* EXERCISE BRIEF: The lines from the one holding "Target: fireplace firebox" to the end of the records below, exactly as written, are the only thing to return.

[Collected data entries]
========================

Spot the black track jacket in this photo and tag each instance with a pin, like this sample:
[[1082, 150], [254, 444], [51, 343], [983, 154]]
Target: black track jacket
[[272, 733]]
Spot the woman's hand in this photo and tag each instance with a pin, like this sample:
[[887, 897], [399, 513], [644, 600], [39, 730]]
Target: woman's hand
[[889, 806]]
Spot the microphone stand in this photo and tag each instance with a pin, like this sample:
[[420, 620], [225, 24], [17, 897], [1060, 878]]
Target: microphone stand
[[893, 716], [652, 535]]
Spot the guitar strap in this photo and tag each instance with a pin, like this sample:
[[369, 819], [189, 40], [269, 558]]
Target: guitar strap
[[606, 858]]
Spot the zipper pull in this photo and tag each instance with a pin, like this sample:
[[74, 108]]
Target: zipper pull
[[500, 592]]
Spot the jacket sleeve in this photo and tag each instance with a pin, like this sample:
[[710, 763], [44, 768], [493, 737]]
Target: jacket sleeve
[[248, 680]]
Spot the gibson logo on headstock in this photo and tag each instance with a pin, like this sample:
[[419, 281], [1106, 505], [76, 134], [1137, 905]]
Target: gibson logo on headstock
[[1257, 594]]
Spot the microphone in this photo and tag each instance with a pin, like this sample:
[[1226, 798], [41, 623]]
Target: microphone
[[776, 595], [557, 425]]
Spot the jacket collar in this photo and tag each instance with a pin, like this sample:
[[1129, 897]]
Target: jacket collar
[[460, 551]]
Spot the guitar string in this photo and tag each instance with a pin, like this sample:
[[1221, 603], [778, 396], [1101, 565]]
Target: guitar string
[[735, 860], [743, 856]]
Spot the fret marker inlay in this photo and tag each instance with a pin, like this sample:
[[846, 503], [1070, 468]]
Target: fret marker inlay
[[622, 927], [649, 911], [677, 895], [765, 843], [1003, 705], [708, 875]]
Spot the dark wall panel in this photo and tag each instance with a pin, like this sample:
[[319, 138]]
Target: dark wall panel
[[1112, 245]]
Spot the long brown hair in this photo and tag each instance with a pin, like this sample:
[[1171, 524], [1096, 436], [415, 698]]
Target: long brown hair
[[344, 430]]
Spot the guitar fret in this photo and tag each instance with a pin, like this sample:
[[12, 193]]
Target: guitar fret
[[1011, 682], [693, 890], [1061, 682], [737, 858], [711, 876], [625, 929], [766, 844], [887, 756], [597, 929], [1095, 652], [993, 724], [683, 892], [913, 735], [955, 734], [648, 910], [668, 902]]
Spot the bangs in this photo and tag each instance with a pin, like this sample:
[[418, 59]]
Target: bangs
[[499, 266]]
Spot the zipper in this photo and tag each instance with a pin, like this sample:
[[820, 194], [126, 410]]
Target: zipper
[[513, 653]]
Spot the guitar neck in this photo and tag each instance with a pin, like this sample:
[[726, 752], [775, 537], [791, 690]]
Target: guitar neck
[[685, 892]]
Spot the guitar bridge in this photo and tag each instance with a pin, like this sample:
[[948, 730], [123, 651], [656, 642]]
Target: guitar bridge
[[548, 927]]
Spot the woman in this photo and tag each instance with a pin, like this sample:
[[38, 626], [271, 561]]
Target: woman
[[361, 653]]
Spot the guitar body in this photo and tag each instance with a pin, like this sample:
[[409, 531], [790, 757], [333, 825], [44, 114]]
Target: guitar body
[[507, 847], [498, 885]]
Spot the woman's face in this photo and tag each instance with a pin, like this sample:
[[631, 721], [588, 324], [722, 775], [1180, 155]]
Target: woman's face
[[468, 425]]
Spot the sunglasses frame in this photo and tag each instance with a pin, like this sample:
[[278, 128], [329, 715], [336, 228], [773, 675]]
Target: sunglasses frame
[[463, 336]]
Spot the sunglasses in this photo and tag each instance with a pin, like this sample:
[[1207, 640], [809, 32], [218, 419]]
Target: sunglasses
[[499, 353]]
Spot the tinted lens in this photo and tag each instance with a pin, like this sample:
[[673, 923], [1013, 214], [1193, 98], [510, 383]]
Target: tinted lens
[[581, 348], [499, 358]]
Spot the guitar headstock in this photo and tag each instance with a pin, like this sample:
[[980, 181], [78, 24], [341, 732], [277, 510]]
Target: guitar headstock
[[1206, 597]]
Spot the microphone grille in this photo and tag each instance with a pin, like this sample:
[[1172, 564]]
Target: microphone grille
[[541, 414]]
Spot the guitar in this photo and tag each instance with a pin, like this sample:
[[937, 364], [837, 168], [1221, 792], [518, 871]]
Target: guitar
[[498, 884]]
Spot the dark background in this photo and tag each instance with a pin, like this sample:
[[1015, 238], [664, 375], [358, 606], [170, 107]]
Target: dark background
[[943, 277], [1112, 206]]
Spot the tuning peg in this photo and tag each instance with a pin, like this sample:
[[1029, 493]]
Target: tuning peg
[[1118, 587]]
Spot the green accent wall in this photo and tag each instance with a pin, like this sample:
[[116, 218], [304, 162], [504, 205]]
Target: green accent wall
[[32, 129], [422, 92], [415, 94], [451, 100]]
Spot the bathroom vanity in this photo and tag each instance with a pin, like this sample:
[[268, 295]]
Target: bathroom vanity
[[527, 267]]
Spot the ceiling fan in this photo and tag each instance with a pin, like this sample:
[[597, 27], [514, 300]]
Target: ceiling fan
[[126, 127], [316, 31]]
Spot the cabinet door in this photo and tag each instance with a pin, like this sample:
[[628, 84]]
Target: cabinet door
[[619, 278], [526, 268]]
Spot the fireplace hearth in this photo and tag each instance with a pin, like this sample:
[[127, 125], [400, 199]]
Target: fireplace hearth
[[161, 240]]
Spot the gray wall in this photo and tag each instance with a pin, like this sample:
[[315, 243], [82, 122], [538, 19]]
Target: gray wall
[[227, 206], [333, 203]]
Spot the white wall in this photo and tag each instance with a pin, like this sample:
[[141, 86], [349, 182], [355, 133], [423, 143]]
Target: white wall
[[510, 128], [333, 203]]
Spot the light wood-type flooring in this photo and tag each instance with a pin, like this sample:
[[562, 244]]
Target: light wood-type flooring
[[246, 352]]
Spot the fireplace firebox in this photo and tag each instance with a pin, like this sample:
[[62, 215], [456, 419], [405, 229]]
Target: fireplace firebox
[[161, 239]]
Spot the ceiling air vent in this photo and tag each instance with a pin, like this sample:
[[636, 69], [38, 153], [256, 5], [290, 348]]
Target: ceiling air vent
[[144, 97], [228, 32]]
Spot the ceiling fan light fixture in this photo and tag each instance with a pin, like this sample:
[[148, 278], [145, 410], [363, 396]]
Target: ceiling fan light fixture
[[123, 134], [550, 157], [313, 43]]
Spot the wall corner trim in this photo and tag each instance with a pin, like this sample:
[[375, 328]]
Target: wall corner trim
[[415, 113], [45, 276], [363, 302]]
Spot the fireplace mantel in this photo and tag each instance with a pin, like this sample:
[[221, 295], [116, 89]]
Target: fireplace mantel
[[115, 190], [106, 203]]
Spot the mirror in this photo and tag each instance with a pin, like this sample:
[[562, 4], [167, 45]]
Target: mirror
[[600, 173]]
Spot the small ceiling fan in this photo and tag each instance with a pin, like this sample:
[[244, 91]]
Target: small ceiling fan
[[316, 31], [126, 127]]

========================

* WRITTEN ANSWER:
Target: fireplace firebox
[[161, 239]]
Spot the ceiling air vent in this photo and tag each instance with a pin, like this sample:
[[636, 69], [38, 153], [256, 5], [290, 348]]
Target: ceiling air vent
[[144, 97], [228, 32]]
Spot the ceiling fan light fixture in this photo and tag each instance with a pin, like this sample:
[[148, 278], [145, 410], [363, 396]]
Target: ceiling fan light fixture
[[123, 134], [550, 157], [313, 43]]
Spot the wall corner trim in this photo and tag each instance with a pin, like this sample:
[[375, 328]]
Target: wall corner trim
[[415, 113], [45, 276], [363, 302]]
Spot the fireplace mantel in this photo and tag each instance with a pin, like this sample:
[[221, 295], [116, 89]]
Target: fireplace mantel
[[115, 190], [106, 203]]
Spot the mirror in this photo and tag each instance with a pin, like this sample:
[[562, 4], [167, 45]]
Target: mirror
[[600, 173]]
Spot the small ceiling fan in this photo and tag each instance with a pin, like this sample:
[[244, 91]]
Target: small ceiling fan
[[316, 31], [126, 127]]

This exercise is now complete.